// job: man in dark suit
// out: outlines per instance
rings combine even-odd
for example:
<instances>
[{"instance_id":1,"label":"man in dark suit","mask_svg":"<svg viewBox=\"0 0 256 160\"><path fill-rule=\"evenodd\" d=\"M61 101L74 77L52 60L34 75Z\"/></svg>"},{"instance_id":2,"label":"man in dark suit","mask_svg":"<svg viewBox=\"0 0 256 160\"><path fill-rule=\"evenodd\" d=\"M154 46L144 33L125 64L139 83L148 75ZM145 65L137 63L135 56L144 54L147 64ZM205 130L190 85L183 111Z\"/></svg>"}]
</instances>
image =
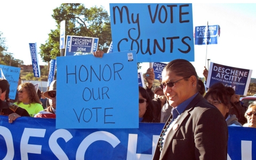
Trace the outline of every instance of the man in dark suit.
<instances>
[{"instance_id":1,"label":"man in dark suit","mask_svg":"<svg viewBox=\"0 0 256 160\"><path fill-rule=\"evenodd\" d=\"M187 60L174 60L164 69L162 78L161 87L173 108L153 159L227 159L225 119L198 93L194 66Z\"/></svg>"}]
</instances>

☆ ☆ ☆ ☆

▶ **Exercise aim**
Word for word, quote the full listing, omitting every picture.

▶ **Result of this task**
// job: man in dark suit
// out: outlines per instance
rings combine even-odd
for example:
<instances>
[{"instance_id":1,"label":"man in dark suit","mask_svg":"<svg viewBox=\"0 0 256 160\"><path fill-rule=\"evenodd\" d=\"M61 101L74 77L52 60L34 75Z\"/></svg>"},{"instance_id":2,"label":"man in dark suit","mask_svg":"<svg viewBox=\"0 0 256 160\"><path fill-rule=\"evenodd\" d=\"M154 46L144 33L125 64L139 83L148 75ZM145 65L137 63L135 56L144 54L147 64ZM205 130L190 85L183 111Z\"/></svg>"}]
</instances>
image =
Trace the outline of every instance of the man in dark suit.
<instances>
[{"instance_id":1,"label":"man in dark suit","mask_svg":"<svg viewBox=\"0 0 256 160\"><path fill-rule=\"evenodd\" d=\"M187 60L174 60L164 69L162 78L161 87L173 108L153 159L227 159L225 119L198 93L194 66Z\"/></svg>"}]
</instances>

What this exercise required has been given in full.